---------- Recorded data ----------

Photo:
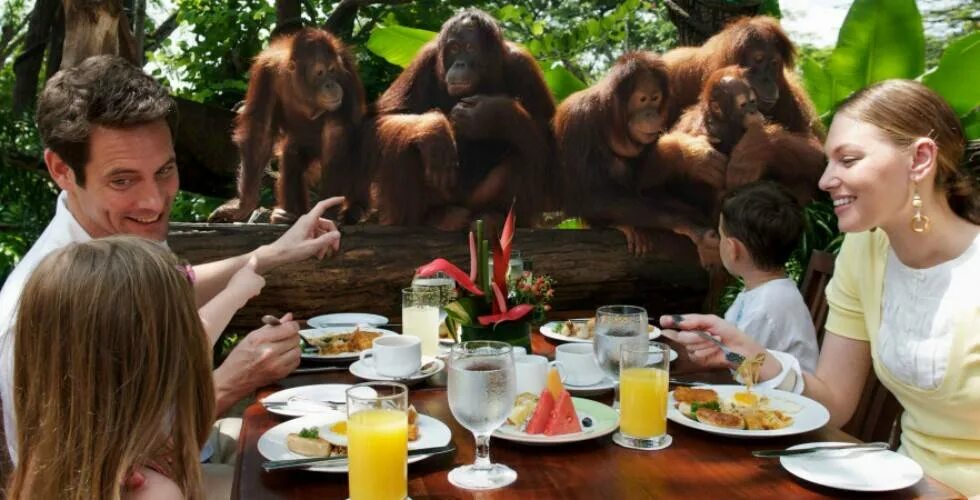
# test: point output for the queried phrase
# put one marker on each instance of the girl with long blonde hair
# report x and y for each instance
(112, 377)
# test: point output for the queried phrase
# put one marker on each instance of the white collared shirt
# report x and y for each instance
(61, 231)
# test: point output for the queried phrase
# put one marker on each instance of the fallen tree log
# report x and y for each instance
(592, 268)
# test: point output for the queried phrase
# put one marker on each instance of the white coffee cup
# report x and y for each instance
(532, 373)
(394, 355)
(577, 364)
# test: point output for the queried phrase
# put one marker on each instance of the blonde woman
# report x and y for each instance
(903, 298)
(112, 379)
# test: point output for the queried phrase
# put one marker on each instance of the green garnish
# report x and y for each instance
(711, 405)
(311, 433)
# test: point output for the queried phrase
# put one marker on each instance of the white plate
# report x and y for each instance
(854, 470)
(331, 331)
(807, 414)
(272, 444)
(336, 393)
(360, 369)
(550, 330)
(605, 420)
(346, 319)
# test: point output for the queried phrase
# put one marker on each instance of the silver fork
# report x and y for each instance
(731, 356)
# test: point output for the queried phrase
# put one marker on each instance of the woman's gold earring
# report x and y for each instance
(920, 223)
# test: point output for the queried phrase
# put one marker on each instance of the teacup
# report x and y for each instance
(394, 356)
(577, 364)
(532, 373)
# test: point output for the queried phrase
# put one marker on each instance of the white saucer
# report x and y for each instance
(855, 470)
(360, 369)
(335, 393)
(346, 319)
(606, 384)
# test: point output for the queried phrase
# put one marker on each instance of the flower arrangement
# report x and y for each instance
(493, 301)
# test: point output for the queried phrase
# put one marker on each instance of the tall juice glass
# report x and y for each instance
(377, 441)
(420, 317)
(643, 378)
(617, 326)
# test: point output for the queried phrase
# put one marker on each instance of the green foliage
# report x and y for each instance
(876, 43)
(226, 36)
(882, 39)
(958, 74)
(398, 44)
(192, 207)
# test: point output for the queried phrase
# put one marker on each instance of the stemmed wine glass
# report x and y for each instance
(616, 326)
(482, 388)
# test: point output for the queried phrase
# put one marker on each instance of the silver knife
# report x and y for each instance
(300, 463)
(876, 446)
(732, 357)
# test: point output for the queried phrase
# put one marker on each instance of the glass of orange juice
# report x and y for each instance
(643, 375)
(377, 441)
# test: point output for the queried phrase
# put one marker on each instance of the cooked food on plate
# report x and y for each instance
(307, 442)
(744, 410)
(354, 341)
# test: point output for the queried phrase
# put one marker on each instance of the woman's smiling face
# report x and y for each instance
(867, 176)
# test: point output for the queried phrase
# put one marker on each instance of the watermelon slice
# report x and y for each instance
(563, 419)
(542, 413)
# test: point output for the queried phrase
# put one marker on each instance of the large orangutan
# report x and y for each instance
(305, 99)
(725, 128)
(604, 136)
(760, 46)
(463, 131)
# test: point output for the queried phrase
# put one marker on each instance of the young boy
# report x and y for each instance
(760, 226)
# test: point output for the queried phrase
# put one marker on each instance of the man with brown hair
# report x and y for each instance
(107, 130)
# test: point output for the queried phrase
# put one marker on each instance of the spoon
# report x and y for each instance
(274, 321)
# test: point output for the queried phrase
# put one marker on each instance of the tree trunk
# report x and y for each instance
(592, 268)
(94, 27)
(27, 66)
(207, 158)
(698, 20)
(139, 31)
(56, 44)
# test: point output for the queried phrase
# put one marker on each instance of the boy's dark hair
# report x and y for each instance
(766, 218)
(102, 90)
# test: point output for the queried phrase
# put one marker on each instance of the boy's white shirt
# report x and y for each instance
(775, 315)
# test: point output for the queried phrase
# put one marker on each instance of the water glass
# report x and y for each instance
(643, 376)
(444, 285)
(420, 317)
(616, 326)
(482, 389)
(377, 441)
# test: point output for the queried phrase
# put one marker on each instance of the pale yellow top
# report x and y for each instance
(940, 426)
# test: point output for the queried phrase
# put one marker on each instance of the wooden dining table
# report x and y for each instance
(696, 465)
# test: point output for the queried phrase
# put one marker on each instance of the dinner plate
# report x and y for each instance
(550, 330)
(331, 331)
(334, 393)
(605, 420)
(272, 444)
(360, 369)
(855, 470)
(807, 414)
(346, 319)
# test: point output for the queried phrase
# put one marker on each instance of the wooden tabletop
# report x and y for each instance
(696, 465)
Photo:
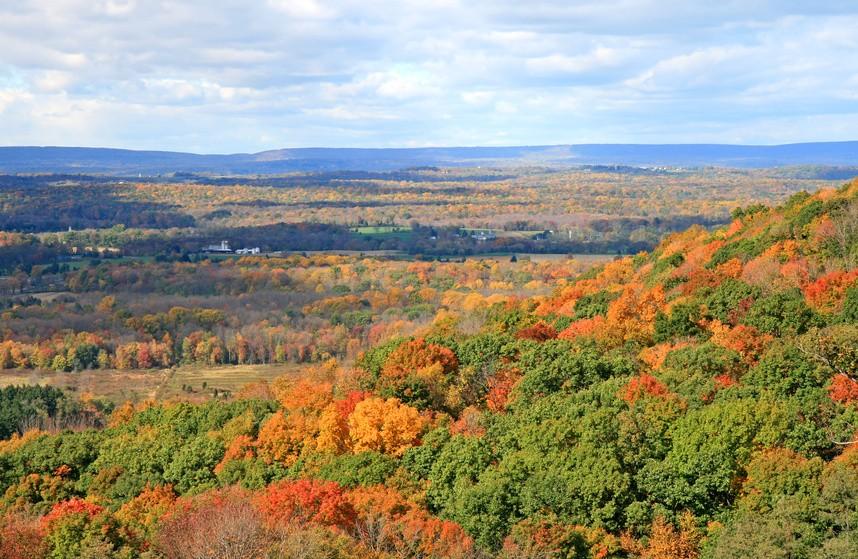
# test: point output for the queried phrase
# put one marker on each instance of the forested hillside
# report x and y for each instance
(697, 401)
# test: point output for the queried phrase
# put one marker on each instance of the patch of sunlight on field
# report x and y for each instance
(118, 386)
(203, 381)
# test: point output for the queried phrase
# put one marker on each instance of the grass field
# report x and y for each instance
(119, 386)
(380, 229)
(229, 378)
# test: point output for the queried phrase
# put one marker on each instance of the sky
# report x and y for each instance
(227, 76)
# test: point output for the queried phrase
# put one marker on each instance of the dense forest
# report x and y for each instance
(427, 212)
(696, 401)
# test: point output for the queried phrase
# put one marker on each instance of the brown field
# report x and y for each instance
(166, 384)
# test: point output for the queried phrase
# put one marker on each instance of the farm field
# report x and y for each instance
(190, 383)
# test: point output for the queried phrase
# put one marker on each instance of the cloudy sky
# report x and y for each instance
(248, 75)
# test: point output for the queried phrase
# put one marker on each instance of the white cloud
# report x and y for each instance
(226, 75)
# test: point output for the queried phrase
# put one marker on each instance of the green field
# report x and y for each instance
(166, 384)
(380, 229)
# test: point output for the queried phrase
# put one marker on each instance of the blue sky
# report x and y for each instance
(243, 75)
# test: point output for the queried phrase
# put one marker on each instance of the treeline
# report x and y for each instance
(700, 401)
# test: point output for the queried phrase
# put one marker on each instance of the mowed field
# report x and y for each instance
(181, 383)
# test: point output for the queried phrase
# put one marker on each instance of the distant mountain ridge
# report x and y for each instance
(129, 162)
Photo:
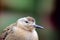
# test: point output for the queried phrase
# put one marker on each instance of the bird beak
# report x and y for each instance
(37, 26)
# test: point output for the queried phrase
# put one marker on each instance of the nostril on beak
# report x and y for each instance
(37, 26)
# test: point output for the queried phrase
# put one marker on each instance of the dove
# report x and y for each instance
(22, 29)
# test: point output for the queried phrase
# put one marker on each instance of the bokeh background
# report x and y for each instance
(41, 10)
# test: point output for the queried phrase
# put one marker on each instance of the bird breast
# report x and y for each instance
(24, 34)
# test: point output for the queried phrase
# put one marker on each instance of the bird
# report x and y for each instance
(22, 29)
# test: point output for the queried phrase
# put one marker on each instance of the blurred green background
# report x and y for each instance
(39, 9)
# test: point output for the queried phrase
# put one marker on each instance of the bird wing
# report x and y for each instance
(6, 31)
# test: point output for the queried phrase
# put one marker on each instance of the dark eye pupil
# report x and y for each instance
(26, 21)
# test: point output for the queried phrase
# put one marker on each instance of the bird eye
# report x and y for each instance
(26, 21)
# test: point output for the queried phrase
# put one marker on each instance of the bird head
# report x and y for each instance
(27, 23)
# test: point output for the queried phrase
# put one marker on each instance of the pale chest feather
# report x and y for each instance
(25, 35)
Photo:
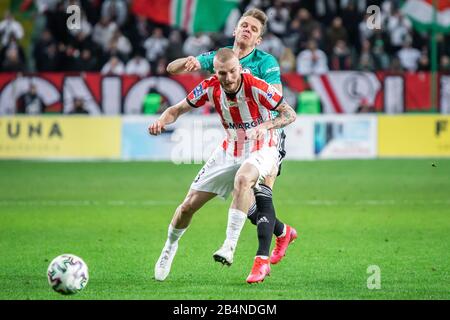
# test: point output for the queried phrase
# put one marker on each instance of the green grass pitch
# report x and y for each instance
(350, 215)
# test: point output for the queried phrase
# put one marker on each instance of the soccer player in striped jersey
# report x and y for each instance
(248, 34)
(247, 155)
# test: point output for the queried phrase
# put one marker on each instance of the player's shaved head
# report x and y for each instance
(258, 15)
(227, 69)
(224, 55)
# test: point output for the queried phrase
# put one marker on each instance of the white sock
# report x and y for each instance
(173, 235)
(236, 221)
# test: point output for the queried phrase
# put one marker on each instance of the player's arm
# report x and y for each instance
(170, 115)
(279, 87)
(188, 64)
(286, 115)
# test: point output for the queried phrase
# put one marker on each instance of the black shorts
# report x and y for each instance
(281, 151)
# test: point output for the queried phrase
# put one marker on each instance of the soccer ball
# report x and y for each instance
(67, 274)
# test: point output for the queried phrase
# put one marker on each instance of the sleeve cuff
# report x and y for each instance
(191, 104)
(278, 104)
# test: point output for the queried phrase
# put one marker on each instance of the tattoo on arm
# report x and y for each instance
(286, 116)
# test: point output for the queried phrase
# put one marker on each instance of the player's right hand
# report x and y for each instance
(192, 64)
(156, 128)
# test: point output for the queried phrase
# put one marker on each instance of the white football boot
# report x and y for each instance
(225, 254)
(162, 267)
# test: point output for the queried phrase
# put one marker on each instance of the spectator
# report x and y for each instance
(295, 38)
(366, 60)
(12, 61)
(138, 66)
(287, 61)
(312, 60)
(424, 63)
(278, 18)
(116, 10)
(86, 62)
(197, 44)
(399, 29)
(380, 55)
(9, 27)
(78, 106)
(409, 56)
(175, 48)
(307, 22)
(395, 66)
(341, 58)
(272, 44)
(155, 46)
(119, 44)
(161, 67)
(103, 32)
(365, 106)
(365, 32)
(85, 27)
(444, 64)
(336, 33)
(113, 67)
(30, 102)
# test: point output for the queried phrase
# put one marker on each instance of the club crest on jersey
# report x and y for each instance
(270, 92)
(198, 91)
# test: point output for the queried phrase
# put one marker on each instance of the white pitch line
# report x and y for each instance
(149, 203)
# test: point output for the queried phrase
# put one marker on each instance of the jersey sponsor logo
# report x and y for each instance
(263, 219)
(274, 69)
(245, 125)
(270, 92)
(198, 91)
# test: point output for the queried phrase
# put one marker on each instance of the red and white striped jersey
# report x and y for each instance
(252, 105)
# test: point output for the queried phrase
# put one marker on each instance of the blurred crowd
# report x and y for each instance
(307, 37)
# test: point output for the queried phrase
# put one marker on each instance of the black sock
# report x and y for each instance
(265, 220)
(253, 214)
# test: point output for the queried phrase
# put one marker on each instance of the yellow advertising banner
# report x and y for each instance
(60, 137)
(414, 135)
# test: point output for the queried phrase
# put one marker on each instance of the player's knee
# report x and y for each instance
(187, 207)
(241, 182)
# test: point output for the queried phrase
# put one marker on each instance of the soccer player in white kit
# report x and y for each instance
(246, 156)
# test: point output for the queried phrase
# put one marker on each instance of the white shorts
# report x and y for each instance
(217, 175)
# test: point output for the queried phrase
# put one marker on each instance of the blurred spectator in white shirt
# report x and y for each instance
(116, 10)
(10, 27)
(312, 60)
(278, 17)
(409, 56)
(119, 43)
(398, 27)
(113, 67)
(156, 45)
(272, 44)
(197, 44)
(138, 66)
(103, 32)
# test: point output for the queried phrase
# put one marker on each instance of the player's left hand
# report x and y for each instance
(257, 133)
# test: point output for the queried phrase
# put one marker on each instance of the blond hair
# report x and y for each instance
(258, 15)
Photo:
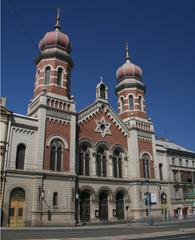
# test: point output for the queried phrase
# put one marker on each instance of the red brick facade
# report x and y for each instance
(87, 130)
(56, 128)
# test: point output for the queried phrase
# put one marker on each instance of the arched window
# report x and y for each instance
(146, 165)
(122, 104)
(56, 155)
(84, 158)
(140, 103)
(101, 169)
(55, 199)
(20, 156)
(131, 103)
(161, 171)
(117, 163)
(47, 75)
(102, 91)
(59, 76)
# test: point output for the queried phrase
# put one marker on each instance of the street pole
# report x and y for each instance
(150, 222)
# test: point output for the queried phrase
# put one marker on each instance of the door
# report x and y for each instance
(16, 213)
(103, 206)
(16, 210)
(120, 206)
(85, 207)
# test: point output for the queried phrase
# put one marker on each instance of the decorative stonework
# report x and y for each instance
(103, 127)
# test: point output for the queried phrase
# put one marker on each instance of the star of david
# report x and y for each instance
(103, 127)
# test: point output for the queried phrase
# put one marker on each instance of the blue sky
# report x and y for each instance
(161, 39)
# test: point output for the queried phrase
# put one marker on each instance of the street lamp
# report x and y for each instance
(148, 204)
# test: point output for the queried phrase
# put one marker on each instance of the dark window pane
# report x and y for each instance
(87, 164)
(11, 212)
(52, 160)
(20, 156)
(47, 75)
(59, 155)
(81, 164)
(59, 77)
(20, 212)
(120, 168)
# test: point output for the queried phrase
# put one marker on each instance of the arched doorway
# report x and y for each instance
(103, 206)
(16, 210)
(85, 206)
(120, 205)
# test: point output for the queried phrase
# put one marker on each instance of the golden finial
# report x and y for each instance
(127, 51)
(57, 26)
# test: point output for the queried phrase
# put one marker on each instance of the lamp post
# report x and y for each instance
(42, 196)
(148, 204)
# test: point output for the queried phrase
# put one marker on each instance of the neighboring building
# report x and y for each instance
(64, 167)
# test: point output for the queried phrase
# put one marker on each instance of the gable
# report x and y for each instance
(99, 123)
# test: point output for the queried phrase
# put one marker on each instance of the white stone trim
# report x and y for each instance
(50, 138)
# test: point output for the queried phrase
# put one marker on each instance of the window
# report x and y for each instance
(59, 76)
(102, 91)
(55, 199)
(146, 165)
(47, 75)
(140, 103)
(84, 158)
(122, 104)
(20, 156)
(101, 161)
(161, 171)
(56, 155)
(180, 162)
(131, 103)
(117, 163)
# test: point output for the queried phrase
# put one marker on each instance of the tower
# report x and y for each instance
(132, 110)
(52, 103)
(130, 90)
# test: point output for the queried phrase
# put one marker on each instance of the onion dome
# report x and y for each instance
(128, 69)
(55, 39)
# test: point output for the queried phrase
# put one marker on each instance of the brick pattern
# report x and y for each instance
(87, 130)
(146, 147)
(52, 87)
(54, 128)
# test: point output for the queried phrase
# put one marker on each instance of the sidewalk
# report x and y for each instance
(110, 225)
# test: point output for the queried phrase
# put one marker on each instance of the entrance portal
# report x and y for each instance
(85, 207)
(103, 206)
(16, 210)
(120, 205)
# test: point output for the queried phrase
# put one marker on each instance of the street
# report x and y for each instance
(185, 230)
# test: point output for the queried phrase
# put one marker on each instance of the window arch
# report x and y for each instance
(56, 155)
(101, 161)
(131, 103)
(20, 156)
(59, 76)
(140, 103)
(161, 171)
(117, 163)
(55, 199)
(146, 165)
(122, 104)
(47, 74)
(84, 159)
(102, 91)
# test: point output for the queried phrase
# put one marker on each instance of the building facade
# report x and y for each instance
(63, 167)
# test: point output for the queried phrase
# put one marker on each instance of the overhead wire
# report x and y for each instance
(23, 25)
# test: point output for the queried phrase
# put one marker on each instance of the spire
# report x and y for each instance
(57, 26)
(127, 51)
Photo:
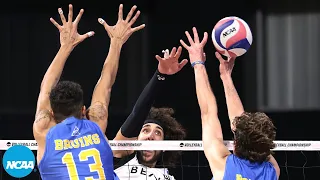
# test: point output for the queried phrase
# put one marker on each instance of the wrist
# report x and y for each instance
(225, 77)
(198, 66)
(67, 48)
(160, 76)
(116, 43)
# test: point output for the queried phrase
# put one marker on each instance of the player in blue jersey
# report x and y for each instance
(254, 133)
(69, 145)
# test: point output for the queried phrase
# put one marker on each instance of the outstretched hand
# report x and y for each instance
(69, 30)
(195, 49)
(226, 66)
(169, 64)
(122, 30)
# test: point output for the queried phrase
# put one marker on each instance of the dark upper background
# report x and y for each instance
(29, 42)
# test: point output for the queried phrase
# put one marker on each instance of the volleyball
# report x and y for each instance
(232, 37)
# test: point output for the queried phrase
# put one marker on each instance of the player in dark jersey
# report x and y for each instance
(154, 124)
(254, 133)
(69, 145)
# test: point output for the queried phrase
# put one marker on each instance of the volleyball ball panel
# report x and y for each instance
(232, 37)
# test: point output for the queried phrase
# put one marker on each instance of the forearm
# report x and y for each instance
(209, 112)
(52, 76)
(206, 98)
(234, 104)
(108, 75)
(134, 122)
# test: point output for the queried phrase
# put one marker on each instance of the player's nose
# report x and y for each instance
(150, 137)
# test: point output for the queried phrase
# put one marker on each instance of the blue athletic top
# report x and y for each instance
(240, 169)
(76, 149)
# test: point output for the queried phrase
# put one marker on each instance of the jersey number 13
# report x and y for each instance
(68, 160)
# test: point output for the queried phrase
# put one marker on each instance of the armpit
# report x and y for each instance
(97, 112)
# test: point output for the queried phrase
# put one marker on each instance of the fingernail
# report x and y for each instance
(101, 21)
(90, 33)
(60, 11)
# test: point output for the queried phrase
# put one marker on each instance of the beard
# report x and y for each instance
(148, 158)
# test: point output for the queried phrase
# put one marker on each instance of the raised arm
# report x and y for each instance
(119, 34)
(214, 148)
(69, 39)
(234, 104)
(167, 66)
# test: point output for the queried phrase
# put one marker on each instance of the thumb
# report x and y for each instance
(103, 23)
(183, 63)
(87, 35)
(219, 57)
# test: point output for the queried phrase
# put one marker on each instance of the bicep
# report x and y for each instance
(122, 153)
(98, 113)
(214, 148)
(216, 153)
(43, 121)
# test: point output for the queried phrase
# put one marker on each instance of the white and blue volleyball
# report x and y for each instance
(232, 37)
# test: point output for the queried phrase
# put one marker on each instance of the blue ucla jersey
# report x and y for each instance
(240, 169)
(76, 149)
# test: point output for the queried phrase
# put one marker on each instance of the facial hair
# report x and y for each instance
(153, 160)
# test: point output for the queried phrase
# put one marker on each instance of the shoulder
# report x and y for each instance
(97, 112)
(43, 122)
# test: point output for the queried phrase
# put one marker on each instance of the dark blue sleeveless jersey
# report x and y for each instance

----------

(Written exercise): Copy out each line from the rows above in which the word "hand" appears.

(Written response):
# put one marker on each instance of the player's right hand
# put one marker on each instance of the player's left hand
# put one marker on each instance of the outstretched hand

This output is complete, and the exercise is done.